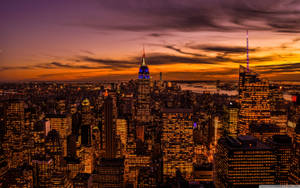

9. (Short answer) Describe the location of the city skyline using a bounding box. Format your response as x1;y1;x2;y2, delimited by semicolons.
2;0;300;81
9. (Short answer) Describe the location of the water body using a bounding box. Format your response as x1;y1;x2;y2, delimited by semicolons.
180;83;292;101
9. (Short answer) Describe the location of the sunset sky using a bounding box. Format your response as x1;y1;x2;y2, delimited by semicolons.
1;0;300;81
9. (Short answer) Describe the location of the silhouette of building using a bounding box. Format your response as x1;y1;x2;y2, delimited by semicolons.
266;135;292;184
103;94;116;159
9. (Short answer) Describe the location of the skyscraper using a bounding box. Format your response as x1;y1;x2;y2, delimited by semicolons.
103;94;116;159
238;31;271;135
215;136;276;187
266;135;292;184
223;101;238;137
238;65;271;135
136;49;151;123
161;108;194;181
3;100;25;168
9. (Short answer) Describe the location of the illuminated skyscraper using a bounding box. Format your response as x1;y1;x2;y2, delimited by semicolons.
215;136;276;187
223;101;238;137
238;32;271;135
161;108;194;181
3;100;25;168
238;65;271;135
136;49;151;123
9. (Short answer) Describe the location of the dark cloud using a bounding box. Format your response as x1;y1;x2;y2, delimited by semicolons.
256;62;300;74
187;44;257;56
148;33;170;37
164;45;205;57
87;0;300;33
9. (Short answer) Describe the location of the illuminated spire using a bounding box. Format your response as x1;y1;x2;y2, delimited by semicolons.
246;30;249;72
142;45;146;66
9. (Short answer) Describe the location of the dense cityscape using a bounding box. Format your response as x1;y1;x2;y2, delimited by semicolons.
2;1;300;188
0;45;300;187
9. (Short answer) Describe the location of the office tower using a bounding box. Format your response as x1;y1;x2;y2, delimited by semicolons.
93;158;124;188
3;100;25;168
161;108;194;181
46;114;72;156
238;65;271;135
103;94;116;159
215;136;276;187
116;118;127;156
81;98;92;147
136;49;151;123
223;101;238;137
238;32;271;135
45;129;62;170
32;155;54;187
266;135;292;184
72;173;92;188
290;119;300;184
31;120;46;158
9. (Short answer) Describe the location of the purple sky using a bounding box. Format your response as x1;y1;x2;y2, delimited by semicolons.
1;0;300;81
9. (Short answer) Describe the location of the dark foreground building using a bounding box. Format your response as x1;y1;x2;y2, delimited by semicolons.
215;136;276;187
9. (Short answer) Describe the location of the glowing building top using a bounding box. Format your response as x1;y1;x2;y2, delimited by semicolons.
138;48;150;79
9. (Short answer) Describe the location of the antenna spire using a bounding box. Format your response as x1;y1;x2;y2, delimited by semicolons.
142;45;146;66
246;30;249;72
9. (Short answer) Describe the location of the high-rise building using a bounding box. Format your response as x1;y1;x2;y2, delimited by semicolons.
238;65;271;135
215;136;276;187
266;135;292;184
46;114;72;157
103;94;116;159
161;108;194;181
116;118;127;157
223;101;238;138
136;50;151;123
45;129;62;170
3;100;25;168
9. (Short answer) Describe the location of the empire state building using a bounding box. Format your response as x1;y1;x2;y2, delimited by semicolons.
136;50;151;123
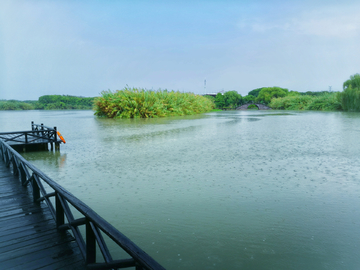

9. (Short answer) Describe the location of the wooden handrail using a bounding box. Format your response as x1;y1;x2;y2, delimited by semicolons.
32;122;55;131
0;139;165;270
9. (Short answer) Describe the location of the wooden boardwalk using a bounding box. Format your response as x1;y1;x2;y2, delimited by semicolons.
0;123;165;270
0;161;86;270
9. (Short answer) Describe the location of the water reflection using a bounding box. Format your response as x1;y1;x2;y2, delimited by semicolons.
22;151;67;169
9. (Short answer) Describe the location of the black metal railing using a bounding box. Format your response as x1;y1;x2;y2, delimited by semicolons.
0;139;165;270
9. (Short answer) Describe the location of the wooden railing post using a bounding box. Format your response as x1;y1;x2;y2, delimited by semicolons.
53;126;57;142
56;192;65;227
19;163;27;185
11;156;18;176
136;263;145;270
86;219;96;265
4;149;10;167
32;174;40;204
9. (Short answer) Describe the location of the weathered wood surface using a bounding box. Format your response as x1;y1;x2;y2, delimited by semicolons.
0;162;85;270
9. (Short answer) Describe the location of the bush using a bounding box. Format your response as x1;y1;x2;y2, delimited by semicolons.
269;93;341;111
94;87;214;118
247;104;258;109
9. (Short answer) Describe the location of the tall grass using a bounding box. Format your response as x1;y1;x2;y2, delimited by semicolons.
337;86;360;112
269;93;342;111
94;87;214;118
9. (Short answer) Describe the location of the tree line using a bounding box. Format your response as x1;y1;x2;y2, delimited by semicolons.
206;73;360;112
206;87;292;109
1;73;359;112
0;95;95;110
269;74;360;111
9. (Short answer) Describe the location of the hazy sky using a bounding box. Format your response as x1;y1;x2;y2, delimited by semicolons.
1;0;359;100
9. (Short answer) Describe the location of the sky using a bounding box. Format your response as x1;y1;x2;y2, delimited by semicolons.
1;0;360;100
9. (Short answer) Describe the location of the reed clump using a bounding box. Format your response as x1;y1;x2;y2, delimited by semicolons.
269;93;342;111
94;87;214;118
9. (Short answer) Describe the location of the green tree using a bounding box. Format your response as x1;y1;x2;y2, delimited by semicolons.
223;91;242;108
256;87;289;104
300;91;331;96
343;73;360;90
248;88;264;97
337;73;360;111
214;93;225;108
337;86;360;111
203;95;215;103
243;95;255;103
288;91;300;96
39;95;58;104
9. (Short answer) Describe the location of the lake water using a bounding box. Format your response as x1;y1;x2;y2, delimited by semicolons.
1;110;360;270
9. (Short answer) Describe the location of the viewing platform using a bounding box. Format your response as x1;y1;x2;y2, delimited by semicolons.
0;122;66;152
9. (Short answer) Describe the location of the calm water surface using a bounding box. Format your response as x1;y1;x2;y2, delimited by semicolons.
1;110;360;270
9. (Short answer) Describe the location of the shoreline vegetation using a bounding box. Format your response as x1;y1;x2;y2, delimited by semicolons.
267;73;360;112
1;73;359;116
269;92;342;111
0;95;94;110
209;73;359;112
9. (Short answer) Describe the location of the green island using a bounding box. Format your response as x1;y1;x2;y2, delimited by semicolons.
94;87;214;118
1;73;359;116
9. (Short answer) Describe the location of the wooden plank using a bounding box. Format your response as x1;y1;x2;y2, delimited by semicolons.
50;259;88;270
0;241;83;270
0;231;76;261
0;217;58;240
0;228;73;254
0;203;50;218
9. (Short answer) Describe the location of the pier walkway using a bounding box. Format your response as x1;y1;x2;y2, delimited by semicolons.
0;122;165;270
0;161;85;269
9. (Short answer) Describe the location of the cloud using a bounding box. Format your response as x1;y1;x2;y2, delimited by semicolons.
294;11;360;38
237;4;360;38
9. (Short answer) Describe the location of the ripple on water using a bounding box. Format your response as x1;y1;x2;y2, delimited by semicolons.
8;110;360;270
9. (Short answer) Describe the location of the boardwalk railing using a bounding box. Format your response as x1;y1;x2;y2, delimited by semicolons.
0;139;165;270
31;121;59;142
0;122;59;145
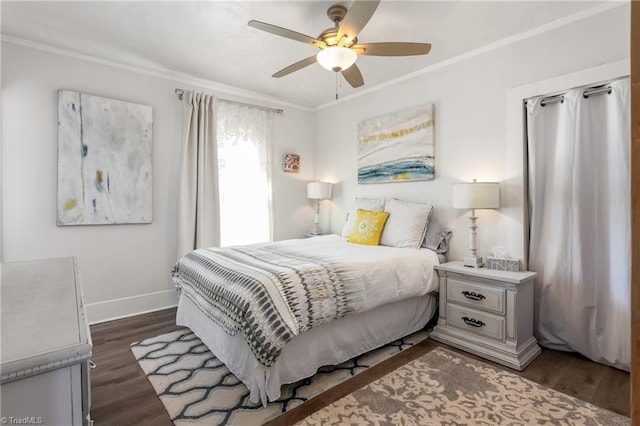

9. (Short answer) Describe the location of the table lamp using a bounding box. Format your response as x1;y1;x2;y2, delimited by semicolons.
452;179;500;268
307;181;333;236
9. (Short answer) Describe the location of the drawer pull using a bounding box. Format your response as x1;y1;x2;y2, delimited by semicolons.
462;291;486;301
462;316;486;328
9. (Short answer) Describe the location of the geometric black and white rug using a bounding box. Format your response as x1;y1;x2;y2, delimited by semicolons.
131;329;428;426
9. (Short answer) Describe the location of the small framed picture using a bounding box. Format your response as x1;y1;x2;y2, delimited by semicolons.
282;153;300;173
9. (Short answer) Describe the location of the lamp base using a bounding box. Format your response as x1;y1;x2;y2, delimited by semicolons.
310;224;321;236
463;255;484;268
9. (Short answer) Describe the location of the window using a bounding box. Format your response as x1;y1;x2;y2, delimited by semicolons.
216;101;273;247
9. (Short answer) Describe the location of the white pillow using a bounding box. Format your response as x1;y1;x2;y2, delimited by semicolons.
380;199;433;248
341;197;386;238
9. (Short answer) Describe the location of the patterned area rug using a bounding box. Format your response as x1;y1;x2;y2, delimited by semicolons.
297;347;630;425
131;328;428;425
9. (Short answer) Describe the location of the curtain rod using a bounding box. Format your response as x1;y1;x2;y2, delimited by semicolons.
540;95;564;107
582;85;612;98
174;88;284;115
528;82;615;107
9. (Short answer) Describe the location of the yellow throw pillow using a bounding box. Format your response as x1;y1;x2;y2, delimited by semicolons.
348;209;390;245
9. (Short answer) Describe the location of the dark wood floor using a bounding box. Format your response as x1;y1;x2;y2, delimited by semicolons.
90;307;630;425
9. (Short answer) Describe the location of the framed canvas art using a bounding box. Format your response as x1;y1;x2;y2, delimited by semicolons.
282;153;300;173
57;90;153;225
357;104;435;184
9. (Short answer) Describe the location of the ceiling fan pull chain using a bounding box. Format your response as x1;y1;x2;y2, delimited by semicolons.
335;72;339;100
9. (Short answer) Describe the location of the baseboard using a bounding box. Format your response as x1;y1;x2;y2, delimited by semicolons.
86;289;179;325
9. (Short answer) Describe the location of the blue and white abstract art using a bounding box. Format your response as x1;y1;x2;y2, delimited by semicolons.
357;105;435;184
57;90;153;225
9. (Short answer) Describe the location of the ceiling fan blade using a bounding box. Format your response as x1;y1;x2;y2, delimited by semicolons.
353;42;432;56
342;64;364;88
249;20;324;47
337;0;381;43
272;55;318;78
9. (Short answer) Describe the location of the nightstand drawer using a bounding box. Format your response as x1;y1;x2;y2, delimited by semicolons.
448;277;505;314
447;304;505;341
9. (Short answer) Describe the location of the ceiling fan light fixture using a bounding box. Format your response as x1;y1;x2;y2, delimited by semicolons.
317;46;357;72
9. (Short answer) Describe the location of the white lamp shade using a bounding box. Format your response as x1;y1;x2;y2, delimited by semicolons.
307;181;333;200
316;47;357;72
452;182;500;209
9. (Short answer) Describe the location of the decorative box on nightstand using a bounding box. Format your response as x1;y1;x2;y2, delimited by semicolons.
430;261;541;371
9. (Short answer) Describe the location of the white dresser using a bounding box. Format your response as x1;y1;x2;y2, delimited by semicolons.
430;261;541;370
1;257;92;425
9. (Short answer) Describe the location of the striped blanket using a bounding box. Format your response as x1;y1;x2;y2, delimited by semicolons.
171;243;363;367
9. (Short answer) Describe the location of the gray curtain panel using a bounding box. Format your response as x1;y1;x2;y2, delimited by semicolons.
527;77;630;371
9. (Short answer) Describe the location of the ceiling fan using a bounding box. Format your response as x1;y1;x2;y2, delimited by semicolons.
248;0;432;89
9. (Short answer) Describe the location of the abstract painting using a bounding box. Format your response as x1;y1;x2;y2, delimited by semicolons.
281;153;300;173
357;104;435;184
57;90;153;225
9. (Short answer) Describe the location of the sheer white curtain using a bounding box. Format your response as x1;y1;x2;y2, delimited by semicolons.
177;91;220;258
527;77;630;371
216;101;274;247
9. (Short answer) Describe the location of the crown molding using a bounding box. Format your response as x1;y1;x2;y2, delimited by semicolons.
1;1;627;113
314;1;628;111
0;34;313;112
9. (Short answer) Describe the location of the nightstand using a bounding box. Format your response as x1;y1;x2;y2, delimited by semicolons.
430;261;541;371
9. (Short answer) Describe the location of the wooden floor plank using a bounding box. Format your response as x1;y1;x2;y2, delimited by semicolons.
591;364;632;416
515;348;565;387
90;309;182;426
90;307;630;425
551;353;605;401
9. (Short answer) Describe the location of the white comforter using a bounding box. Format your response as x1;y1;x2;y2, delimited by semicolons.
266;234;441;312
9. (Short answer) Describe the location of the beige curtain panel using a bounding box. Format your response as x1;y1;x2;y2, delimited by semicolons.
177;91;220;258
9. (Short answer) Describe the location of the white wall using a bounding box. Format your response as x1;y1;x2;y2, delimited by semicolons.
0;4;630;323
314;5;630;264
1;42;316;323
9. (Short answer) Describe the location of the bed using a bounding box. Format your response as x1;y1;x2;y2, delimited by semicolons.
172;233;441;405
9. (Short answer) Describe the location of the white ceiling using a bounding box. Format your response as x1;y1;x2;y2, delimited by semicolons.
1;1;604;109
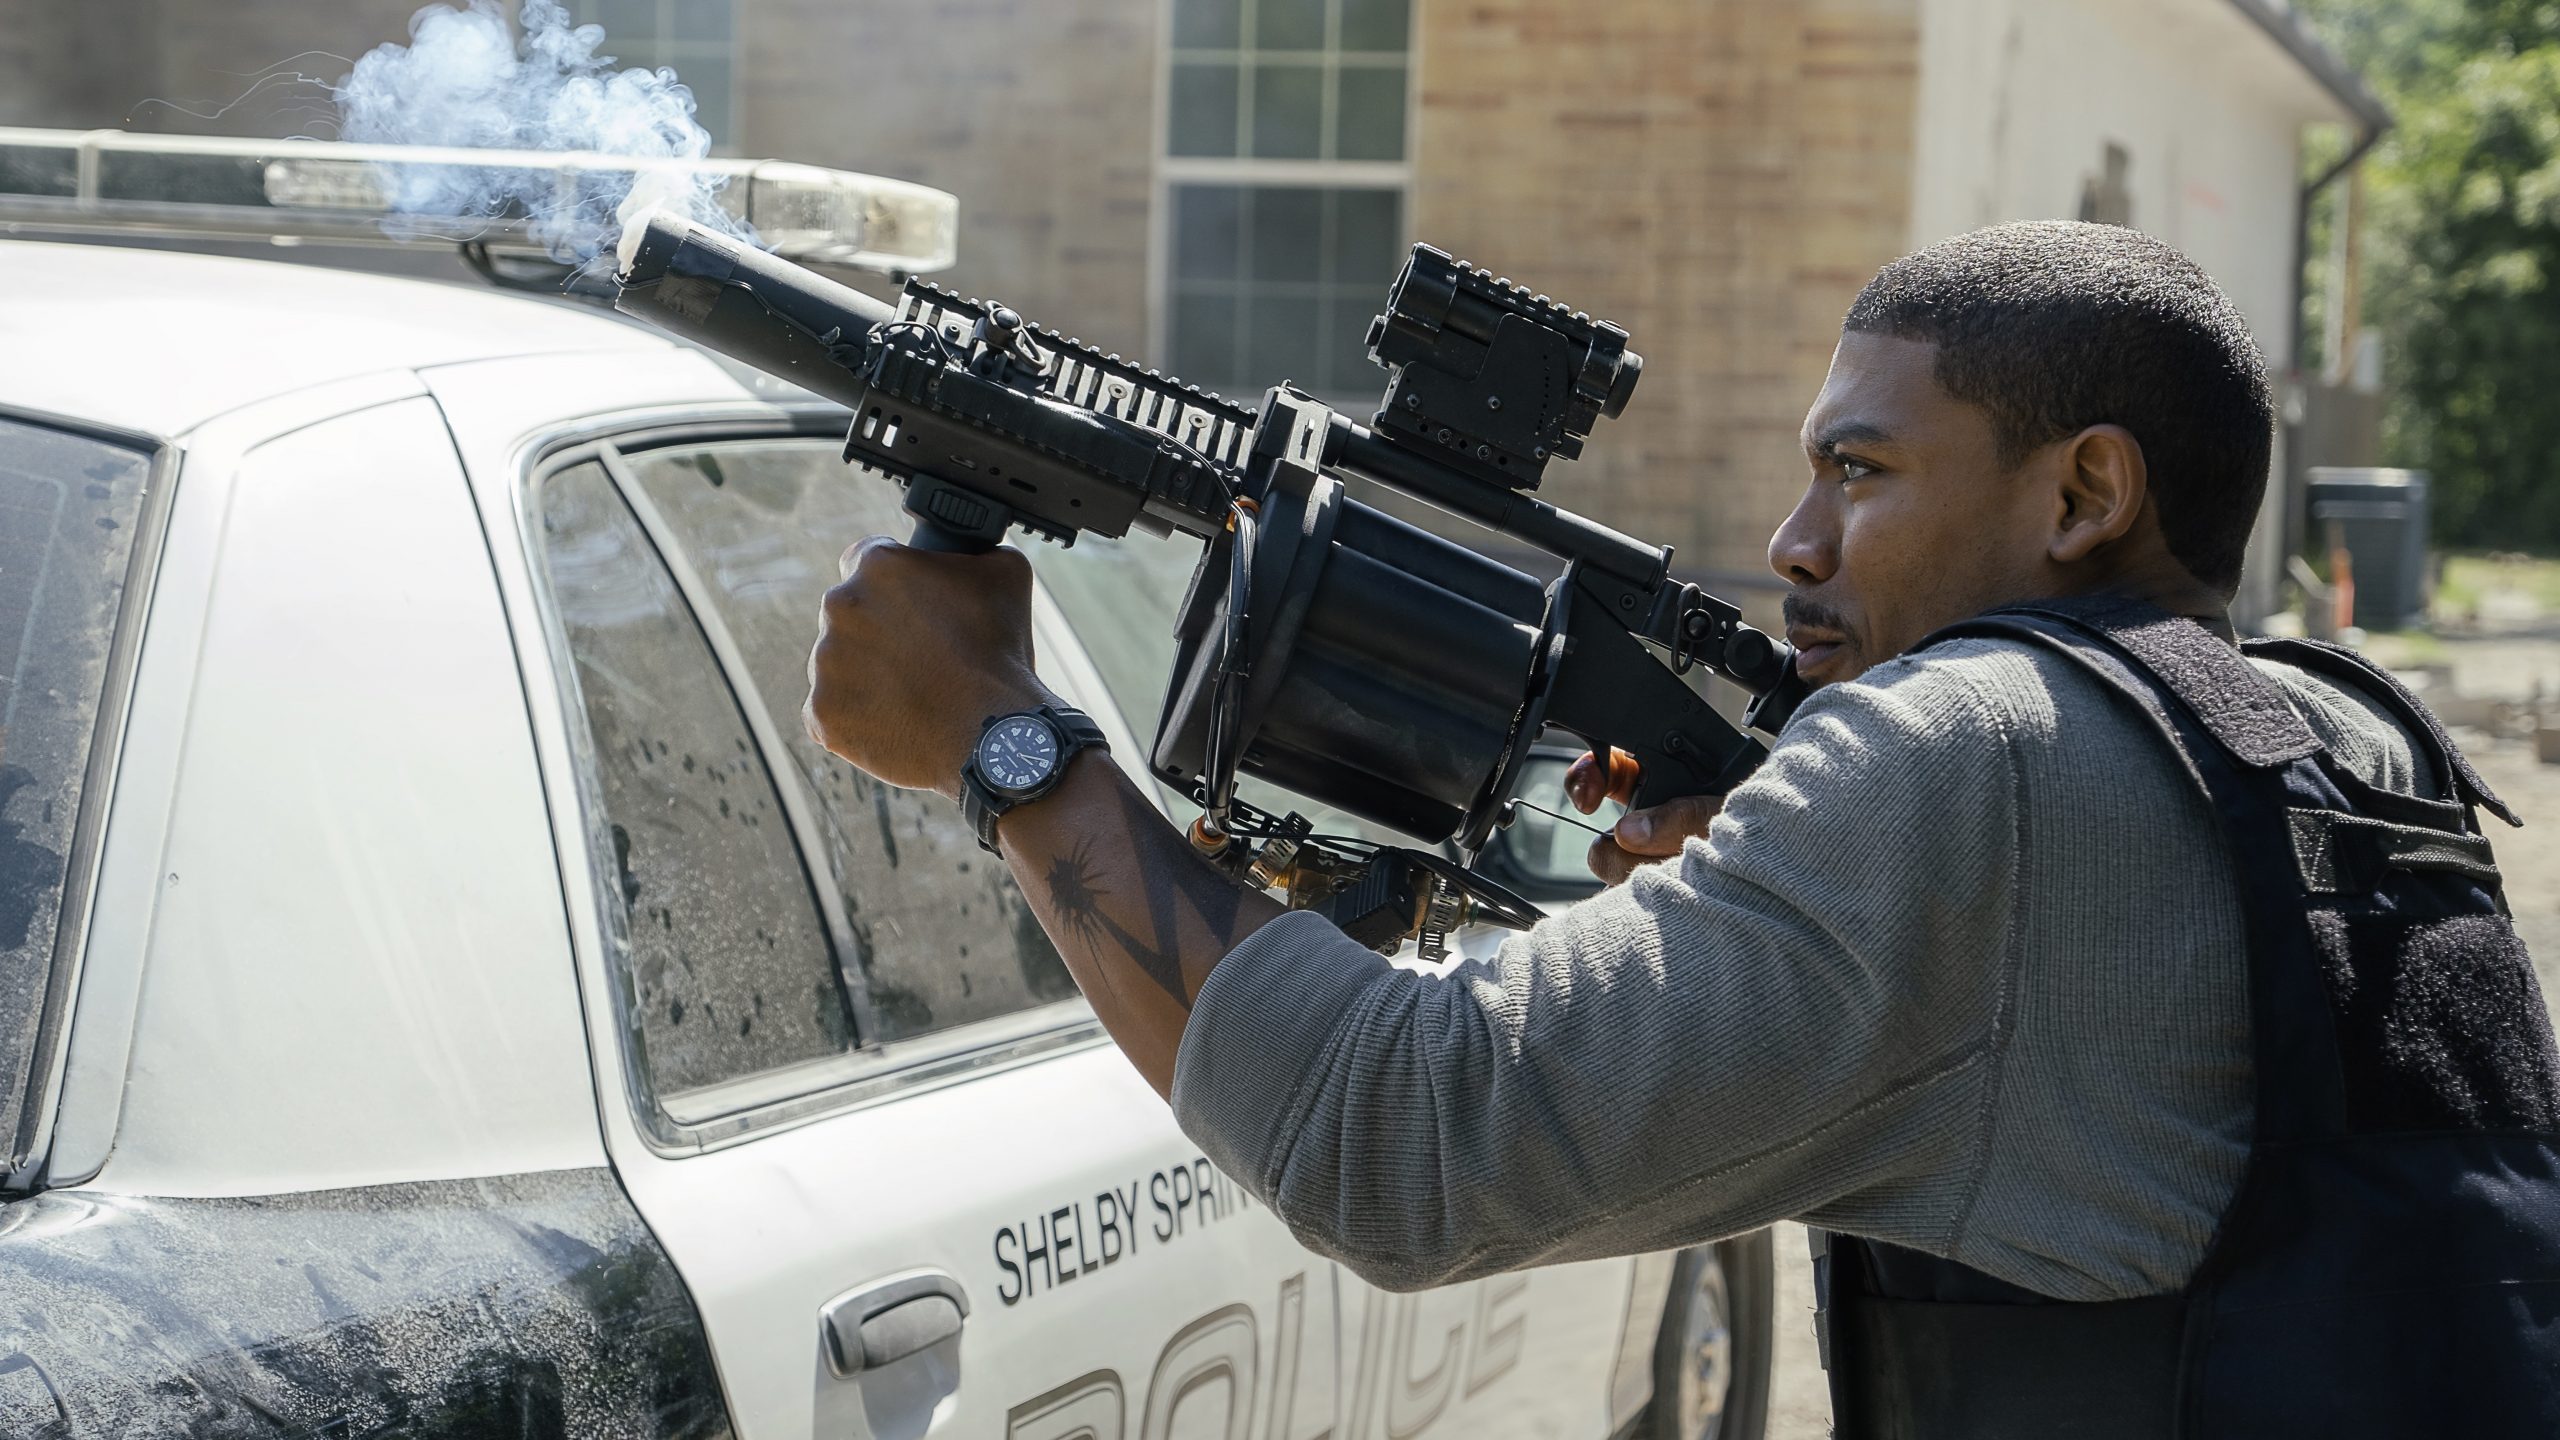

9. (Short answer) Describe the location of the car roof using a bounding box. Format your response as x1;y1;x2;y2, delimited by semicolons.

---*---

Task:
From the line with "9. (Short answer) Describe the location of the bed" through the final line of the records above, return each line exactly and nothing else. Pictures are to be skipped.

Answer box:
9. (Short answer) Describe the location of the bed using a bounding box. Format your response as x1;y1;x2;y2, delimited by semicolons.
172;233;441;405
9. (Short answer) Describe the location of the white ceiling using a bounding box. Format your response as x1;y1;x2;y2, delimited by semicolons.
1;1;604;109

9. (Short answer) Describe the location of the car roof using a bounding box. Format your response as x1;y1;x2;y2, delimited by semicolons.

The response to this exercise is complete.